● **WHAT IS REQUIRED**:
Can you gather every line from the rows below that contains the string "harness" and copy each one out?

● **INPUT**:
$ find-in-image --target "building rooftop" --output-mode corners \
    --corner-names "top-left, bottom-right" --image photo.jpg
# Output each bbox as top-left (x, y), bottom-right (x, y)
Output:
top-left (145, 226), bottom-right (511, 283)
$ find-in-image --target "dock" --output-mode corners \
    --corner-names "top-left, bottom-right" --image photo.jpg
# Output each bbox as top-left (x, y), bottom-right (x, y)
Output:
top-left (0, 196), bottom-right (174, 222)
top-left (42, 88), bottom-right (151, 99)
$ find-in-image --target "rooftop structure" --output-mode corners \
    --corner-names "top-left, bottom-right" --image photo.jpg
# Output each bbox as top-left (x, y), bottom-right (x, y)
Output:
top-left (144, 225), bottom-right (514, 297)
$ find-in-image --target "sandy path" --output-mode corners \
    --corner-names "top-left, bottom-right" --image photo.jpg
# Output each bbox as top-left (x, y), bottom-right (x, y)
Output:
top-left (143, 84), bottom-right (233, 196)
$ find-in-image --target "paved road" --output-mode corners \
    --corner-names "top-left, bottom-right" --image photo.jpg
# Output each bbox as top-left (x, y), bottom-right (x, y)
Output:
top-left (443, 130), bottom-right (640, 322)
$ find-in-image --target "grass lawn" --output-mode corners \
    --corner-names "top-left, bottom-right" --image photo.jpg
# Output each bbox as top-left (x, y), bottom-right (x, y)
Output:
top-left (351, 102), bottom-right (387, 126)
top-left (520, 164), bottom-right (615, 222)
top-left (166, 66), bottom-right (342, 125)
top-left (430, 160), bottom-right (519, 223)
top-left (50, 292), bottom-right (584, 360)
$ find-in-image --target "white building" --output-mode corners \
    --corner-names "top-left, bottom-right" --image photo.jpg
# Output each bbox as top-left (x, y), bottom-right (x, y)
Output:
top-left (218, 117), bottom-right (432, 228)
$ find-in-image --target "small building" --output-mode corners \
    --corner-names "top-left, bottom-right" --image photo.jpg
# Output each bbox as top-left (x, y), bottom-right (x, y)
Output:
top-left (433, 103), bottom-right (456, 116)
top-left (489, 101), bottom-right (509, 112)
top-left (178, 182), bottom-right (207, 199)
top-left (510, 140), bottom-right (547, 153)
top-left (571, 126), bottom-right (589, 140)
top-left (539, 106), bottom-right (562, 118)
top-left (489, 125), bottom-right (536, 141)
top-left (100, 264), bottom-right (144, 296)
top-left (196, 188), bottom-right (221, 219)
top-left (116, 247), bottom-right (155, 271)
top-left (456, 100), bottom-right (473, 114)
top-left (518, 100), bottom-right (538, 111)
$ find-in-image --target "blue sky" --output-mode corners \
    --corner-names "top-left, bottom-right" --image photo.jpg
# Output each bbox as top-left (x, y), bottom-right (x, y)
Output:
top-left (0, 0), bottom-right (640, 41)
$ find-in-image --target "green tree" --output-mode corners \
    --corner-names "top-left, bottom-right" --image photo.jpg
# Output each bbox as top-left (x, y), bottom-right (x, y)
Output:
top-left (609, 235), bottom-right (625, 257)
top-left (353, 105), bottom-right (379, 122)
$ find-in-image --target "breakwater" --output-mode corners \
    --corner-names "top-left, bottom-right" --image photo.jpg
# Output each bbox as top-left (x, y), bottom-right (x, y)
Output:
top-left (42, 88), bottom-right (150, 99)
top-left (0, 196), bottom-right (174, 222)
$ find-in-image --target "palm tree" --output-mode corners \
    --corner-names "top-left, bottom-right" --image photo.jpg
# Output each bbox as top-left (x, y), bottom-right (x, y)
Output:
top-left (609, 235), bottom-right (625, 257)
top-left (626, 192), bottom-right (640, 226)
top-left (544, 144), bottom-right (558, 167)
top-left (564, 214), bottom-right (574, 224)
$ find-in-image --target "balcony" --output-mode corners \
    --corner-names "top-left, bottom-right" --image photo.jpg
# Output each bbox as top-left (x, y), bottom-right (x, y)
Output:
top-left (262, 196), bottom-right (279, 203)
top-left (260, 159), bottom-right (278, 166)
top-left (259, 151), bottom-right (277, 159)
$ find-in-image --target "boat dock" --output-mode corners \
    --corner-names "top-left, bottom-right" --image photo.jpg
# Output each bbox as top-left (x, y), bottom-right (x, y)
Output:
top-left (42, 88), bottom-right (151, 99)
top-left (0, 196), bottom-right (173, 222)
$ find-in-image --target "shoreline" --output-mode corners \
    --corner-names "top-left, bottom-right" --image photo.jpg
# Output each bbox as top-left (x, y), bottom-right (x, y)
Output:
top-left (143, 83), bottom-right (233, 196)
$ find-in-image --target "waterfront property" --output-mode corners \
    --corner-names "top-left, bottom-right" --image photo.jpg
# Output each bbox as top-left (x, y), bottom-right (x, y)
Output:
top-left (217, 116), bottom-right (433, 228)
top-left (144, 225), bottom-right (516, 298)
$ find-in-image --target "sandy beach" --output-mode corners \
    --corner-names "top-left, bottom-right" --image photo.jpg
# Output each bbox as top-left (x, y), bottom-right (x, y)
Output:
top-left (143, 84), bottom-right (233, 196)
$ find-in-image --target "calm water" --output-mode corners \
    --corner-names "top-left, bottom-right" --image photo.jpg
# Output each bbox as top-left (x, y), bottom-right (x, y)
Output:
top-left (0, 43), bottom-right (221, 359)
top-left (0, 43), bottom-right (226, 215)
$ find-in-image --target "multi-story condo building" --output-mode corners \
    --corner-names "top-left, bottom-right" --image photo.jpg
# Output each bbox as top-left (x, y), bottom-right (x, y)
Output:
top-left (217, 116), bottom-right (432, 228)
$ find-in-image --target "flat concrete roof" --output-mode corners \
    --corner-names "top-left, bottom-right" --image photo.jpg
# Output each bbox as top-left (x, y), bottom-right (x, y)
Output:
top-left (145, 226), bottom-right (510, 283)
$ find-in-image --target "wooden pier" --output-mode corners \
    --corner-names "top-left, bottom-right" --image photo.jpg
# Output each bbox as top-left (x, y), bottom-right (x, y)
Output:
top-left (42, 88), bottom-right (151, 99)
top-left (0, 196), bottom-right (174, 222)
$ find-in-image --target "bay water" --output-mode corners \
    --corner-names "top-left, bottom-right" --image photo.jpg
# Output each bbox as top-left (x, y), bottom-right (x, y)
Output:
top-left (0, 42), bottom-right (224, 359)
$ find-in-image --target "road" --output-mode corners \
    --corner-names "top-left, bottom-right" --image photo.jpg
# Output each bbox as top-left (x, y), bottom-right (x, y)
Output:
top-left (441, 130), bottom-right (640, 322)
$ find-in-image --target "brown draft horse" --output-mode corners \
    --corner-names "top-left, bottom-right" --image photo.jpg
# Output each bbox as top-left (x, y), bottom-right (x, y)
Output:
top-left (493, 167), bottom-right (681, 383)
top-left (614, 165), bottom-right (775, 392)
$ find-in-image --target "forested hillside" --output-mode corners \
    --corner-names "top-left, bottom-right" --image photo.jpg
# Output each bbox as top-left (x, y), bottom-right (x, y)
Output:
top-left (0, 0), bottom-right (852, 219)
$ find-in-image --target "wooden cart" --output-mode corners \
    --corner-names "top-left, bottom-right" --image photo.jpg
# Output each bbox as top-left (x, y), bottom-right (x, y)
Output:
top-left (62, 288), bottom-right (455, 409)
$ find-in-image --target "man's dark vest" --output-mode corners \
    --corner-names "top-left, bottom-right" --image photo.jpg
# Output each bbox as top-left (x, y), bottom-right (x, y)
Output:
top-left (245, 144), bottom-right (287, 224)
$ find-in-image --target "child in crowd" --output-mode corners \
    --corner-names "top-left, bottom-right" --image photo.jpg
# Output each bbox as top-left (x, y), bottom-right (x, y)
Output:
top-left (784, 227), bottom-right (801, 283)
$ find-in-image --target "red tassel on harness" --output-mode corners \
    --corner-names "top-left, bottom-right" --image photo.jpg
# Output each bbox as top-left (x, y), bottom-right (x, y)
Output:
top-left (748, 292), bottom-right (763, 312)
* * *
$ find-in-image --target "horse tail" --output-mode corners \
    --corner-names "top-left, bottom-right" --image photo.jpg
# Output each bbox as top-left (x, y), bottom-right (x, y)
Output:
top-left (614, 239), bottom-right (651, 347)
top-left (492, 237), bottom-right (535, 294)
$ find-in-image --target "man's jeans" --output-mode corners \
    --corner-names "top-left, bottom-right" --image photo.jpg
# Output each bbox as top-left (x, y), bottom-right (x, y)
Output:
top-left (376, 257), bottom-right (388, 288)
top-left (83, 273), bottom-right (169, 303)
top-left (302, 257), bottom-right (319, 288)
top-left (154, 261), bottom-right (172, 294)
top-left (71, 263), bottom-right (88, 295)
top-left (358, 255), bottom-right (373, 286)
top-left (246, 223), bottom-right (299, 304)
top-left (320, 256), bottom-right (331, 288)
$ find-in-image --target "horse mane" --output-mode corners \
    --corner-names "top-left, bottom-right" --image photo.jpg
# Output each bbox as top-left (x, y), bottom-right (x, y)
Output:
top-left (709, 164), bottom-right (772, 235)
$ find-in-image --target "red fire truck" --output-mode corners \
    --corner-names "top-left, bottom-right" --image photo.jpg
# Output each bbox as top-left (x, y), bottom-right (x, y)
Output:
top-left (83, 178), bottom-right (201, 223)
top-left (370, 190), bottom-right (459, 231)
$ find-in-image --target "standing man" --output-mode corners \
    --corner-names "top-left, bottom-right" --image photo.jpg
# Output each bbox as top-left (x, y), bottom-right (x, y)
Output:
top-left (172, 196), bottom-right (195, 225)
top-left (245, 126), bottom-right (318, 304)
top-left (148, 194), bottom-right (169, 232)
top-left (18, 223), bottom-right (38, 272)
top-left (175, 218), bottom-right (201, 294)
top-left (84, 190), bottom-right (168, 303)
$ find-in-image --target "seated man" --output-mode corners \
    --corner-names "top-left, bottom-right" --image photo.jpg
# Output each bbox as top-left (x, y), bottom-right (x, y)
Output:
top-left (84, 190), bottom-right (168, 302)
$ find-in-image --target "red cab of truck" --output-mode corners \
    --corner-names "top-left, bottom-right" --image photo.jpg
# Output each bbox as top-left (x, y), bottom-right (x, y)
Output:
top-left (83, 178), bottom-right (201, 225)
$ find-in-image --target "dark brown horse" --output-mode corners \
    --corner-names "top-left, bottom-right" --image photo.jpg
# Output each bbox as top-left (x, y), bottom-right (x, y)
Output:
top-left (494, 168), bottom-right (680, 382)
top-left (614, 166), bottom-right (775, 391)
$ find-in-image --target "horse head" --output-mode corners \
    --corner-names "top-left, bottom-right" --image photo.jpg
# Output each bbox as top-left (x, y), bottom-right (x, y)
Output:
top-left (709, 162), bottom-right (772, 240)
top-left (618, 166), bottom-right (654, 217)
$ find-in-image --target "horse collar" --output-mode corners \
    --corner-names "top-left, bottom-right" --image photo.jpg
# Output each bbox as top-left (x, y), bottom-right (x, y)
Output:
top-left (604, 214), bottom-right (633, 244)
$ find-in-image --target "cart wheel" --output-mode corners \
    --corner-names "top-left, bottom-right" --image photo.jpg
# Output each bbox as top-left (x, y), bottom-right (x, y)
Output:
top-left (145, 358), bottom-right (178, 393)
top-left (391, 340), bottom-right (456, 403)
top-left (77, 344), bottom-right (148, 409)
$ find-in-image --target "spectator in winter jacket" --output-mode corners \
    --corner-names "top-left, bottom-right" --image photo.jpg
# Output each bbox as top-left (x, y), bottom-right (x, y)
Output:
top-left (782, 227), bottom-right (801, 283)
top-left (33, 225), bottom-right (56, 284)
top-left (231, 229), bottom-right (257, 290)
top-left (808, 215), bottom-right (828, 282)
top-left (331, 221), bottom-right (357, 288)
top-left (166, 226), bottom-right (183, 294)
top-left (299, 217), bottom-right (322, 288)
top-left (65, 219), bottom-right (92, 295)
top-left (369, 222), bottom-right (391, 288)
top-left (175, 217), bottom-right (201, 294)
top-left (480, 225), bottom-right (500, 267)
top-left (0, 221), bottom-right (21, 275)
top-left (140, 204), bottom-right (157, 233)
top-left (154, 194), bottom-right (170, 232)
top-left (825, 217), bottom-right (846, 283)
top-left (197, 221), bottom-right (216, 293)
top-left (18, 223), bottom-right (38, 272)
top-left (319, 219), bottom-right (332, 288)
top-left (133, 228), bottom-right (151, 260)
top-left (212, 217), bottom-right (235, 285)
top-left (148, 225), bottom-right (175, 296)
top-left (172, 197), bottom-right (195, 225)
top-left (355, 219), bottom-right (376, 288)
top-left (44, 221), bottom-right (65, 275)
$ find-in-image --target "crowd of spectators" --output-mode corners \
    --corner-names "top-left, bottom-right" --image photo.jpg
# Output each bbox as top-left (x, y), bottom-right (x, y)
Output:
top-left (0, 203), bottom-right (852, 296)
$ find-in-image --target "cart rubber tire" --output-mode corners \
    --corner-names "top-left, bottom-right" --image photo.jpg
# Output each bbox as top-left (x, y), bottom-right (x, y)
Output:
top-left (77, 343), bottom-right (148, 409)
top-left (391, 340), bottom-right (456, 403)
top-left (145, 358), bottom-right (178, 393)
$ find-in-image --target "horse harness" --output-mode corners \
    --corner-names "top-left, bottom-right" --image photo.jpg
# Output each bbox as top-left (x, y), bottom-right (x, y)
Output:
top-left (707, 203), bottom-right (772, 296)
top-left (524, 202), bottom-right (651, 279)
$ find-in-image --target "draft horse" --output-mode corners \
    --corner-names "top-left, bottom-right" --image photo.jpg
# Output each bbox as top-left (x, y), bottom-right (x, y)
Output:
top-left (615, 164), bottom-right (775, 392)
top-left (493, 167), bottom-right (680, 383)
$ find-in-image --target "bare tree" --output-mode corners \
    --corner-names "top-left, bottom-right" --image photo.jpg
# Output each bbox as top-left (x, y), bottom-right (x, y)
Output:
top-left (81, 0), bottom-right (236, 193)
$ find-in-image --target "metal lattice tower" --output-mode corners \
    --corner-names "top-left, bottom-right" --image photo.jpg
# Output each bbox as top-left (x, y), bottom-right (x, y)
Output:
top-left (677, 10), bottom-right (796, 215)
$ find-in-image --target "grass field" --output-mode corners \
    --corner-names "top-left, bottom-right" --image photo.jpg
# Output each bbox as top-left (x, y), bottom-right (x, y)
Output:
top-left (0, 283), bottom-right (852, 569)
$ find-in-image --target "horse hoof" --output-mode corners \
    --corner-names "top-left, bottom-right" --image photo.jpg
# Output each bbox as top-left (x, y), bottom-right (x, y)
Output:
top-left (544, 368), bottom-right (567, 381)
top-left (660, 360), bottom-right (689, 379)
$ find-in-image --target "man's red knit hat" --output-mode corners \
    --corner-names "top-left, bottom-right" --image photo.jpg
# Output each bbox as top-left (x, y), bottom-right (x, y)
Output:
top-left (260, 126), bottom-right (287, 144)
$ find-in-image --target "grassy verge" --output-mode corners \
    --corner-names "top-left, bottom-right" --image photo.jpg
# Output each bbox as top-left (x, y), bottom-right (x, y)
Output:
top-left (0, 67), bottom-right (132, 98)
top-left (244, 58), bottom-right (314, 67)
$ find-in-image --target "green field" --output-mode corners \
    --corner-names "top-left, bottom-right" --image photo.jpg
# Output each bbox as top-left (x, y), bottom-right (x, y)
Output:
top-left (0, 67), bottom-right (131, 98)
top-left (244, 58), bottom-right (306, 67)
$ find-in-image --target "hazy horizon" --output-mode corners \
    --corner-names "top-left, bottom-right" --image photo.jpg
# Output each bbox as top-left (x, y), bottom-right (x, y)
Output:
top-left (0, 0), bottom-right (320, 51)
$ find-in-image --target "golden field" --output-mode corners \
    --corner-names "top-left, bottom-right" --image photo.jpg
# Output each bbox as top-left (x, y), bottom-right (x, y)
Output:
* * *
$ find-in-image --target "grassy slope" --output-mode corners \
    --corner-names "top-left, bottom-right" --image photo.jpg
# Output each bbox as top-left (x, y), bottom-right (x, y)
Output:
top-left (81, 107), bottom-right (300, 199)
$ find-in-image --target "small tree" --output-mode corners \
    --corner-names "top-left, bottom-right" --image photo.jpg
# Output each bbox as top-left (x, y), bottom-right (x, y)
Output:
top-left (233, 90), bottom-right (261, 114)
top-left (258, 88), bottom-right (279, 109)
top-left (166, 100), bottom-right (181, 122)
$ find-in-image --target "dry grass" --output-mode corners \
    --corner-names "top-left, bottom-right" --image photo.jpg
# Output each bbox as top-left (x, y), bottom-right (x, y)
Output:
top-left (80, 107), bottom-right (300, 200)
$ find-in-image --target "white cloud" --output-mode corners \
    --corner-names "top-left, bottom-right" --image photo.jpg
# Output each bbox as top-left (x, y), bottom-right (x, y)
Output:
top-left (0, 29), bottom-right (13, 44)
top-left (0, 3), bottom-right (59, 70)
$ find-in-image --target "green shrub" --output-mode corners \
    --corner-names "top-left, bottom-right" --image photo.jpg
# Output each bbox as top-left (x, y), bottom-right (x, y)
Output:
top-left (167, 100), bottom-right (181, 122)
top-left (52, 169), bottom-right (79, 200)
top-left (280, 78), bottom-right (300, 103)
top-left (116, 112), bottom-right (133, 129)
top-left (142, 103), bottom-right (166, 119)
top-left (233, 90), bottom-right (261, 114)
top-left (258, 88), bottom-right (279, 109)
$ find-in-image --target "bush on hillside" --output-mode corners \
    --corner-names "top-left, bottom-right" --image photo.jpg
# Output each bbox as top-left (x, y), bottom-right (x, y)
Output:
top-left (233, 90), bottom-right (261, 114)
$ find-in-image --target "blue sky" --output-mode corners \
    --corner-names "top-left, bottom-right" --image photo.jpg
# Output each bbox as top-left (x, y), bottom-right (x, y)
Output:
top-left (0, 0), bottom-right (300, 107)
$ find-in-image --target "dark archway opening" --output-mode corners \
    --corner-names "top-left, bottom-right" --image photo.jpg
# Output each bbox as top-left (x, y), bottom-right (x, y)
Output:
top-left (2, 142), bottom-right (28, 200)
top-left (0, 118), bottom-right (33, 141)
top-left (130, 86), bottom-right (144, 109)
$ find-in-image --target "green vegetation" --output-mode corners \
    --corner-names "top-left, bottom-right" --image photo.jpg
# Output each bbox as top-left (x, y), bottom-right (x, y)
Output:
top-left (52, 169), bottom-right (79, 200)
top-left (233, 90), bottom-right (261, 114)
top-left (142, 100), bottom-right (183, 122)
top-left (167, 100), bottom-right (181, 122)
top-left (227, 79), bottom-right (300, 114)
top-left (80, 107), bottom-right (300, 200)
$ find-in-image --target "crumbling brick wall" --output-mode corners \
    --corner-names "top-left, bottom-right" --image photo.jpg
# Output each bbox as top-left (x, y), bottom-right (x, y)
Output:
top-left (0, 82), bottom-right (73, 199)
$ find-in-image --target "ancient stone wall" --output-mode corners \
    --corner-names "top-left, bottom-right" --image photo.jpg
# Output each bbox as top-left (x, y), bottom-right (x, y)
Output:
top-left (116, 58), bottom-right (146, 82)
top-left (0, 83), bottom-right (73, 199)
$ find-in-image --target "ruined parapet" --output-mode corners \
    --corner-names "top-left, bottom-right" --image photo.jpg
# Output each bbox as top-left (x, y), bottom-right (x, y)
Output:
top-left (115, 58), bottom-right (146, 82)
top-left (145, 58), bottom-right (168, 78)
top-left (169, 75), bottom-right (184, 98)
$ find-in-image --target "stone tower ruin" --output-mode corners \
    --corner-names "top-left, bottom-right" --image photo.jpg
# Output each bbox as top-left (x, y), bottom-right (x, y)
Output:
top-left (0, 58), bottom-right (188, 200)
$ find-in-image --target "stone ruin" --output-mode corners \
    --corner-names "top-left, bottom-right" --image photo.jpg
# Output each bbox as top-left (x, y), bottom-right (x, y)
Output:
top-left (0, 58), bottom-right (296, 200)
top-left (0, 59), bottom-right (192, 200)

● **THE RESPONSE**:
$ find-in-image --target "red tassel on harness" --output-mode corners \
$ find-in-image --target "horse harness" --output-mode corners \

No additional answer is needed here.